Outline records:
▼

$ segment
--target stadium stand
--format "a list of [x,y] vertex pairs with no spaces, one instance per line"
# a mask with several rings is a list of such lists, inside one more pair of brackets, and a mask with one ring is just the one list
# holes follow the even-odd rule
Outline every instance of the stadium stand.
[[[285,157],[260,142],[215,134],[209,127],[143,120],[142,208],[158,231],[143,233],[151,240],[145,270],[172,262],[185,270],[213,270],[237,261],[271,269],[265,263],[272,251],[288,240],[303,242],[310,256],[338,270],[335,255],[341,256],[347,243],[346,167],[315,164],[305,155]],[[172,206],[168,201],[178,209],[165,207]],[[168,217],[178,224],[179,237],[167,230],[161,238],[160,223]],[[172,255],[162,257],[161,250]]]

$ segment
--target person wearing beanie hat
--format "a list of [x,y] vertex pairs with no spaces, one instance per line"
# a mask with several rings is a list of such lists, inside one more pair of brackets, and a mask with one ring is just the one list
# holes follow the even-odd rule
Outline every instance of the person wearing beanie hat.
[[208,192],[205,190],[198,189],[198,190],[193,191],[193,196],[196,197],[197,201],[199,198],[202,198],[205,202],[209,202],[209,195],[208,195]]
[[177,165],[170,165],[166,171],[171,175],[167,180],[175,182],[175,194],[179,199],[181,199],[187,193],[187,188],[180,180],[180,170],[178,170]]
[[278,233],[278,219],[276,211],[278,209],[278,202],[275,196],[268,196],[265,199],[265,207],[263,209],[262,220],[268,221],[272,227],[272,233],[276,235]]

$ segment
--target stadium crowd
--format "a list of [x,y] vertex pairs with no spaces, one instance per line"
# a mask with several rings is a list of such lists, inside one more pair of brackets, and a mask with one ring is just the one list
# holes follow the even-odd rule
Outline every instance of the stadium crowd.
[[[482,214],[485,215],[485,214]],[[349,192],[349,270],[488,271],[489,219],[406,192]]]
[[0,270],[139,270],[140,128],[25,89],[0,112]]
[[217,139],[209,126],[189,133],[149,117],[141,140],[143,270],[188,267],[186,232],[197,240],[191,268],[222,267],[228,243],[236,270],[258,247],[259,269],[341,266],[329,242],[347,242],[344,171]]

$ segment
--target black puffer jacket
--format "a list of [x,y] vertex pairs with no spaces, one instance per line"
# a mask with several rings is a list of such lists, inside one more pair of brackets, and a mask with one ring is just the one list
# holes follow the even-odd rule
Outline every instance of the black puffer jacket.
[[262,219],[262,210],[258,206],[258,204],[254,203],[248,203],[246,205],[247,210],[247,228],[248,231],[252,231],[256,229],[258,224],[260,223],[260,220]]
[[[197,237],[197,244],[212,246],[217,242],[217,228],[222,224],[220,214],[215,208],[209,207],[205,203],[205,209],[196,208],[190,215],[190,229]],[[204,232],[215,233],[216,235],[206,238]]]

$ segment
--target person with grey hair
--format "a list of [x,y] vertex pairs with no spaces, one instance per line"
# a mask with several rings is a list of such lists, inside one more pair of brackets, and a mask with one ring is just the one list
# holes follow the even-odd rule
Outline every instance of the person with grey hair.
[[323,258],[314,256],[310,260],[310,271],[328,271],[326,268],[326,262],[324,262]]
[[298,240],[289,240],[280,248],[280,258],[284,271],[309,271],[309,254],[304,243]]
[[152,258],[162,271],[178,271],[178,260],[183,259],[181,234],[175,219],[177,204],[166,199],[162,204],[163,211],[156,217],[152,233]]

▲

#### Task prompt:
Rewrite the records above, putting "down jacket" wherever "puffer jacket" occurs and leaving everything else unchanged.

#### Completed task:
$ segment
--target stadium stand
--format "a list of [x,y] vertex pairs with no spaces, one instance per line"
# a mask with several rings is a list of such lists, inside one more pair of brackets, and a mask with one ring is just the one list
# holes follow the even-odd rule
Outline every instance of the stadium stand.
[[[285,157],[260,142],[215,134],[209,127],[143,120],[142,208],[158,231],[143,233],[151,240],[145,270],[172,262],[185,270],[213,270],[237,261],[271,269],[265,263],[272,251],[288,240],[303,242],[310,256],[338,270],[335,255],[341,256],[347,243],[346,167],[315,164],[305,155]],[[172,206],[168,201],[178,209],[165,207]],[[168,217],[178,224],[179,237],[167,230],[161,238],[160,223]],[[172,255],[162,257],[161,250]]]

$ segment
--target person wearing beanie hat
--format "a list of [x,y] vertex pairs with no spaces, one instance per line"
# a mask with several rings is a list of such lists, inside one more pair of brackets, and a mask with one ring is just the one list
# holes follow the even-odd rule
Outline every instance of the person wearing beanie hat.
[[208,192],[205,190],[198,189],[198,190],[193,191],[193,196],[196,197],[197,201],[199,198],[202,198],[205,202],[209,202],[209,195],[208,195]]
[[177,165],[170,165],[166,171],[171,175],[167,180],[175,182],[175,194],[179,199],[181,199],[187,193],[187,188],[180,180],[180,170],[178,170]]
[[278,233],[278,219],[276,211],[278,209],[278,202],[275,196],[268,196],[265,199],[265,207],[263,209],[262,220],[268,221],[272,227],[272,233],[276,235]]

$ segment
--target stadium crowd
--format "a list of [x,y] vertex pairs with no spaces, one instance per line"
# a mask with several rings is a list of such lists, inside one more pair of brackets, and a mask with one ring is just the one list
# holes follow the even-odd rule
Outline every instance of the stadium crowd.
[[[482,214],[485,215],[485,214]],[[349,192],[349,270],[488,271],[489,219],[406,192]]]
[[0,270],[139,270],[140,128],[25,89],[0,112]]
[[217,139],[209,126],[189,133],[149,117],[141,140],[143,270],[188,267],[186,232],[197,240],[191,268],[222,267],[228,243],[236,270],[258,247],[259,269],[341,266],[329,242],[347,242],[344,171]]

$ segment
--target black down jacket
--format "a list of [x,y] vertex pairs with no spaces, one instance per line"
# a mask with several rings is a list of such lists, inside one more pair of brackets, and a mask with one ring is just the one list
# holes follow the even-odd rule
Outline every instance of the black down jacket.
[[262,219],[262,210],[258,206],[258,204],[254,203],[248,203],[246,205],[247,210],[247,228],[248,231],[252,231],[256,229],[258,224],[260,223],[260,220]]
[[[197,237],[197,244],[212,246],[217,242],[217,228],[222,224],[220,214],[215,208],[209,207],[205,203],[205,209],[196,208],[190,215],[190,229]],[[204,232],[215,233],[216,235],[206,238]]]

$ segment
--target person with grey hair
--format "a list of [x,y] vertex pairs with no spaces, one instance per line"
# a mask with several rings is a list of such lists, inside one more pair of brackets, and a mask with one ring is just the one list
# holes follow the even-odd rule
Outline every instance of the person with grey hair.
[[323,258],[314,256],[310,260],[310,271],[328,271],[326,268],[326,262],[324,262]]
[[298,240],[289,240],[280,248],[280,258],[284,271],[309,271],[309,254],[304,243]]
[[152,258],[162,271],[178,271],[178,260],[183,259],[181,234],[175,219],[177,204],[166,199],[162,204],[163,211],[156,217],[152,233]]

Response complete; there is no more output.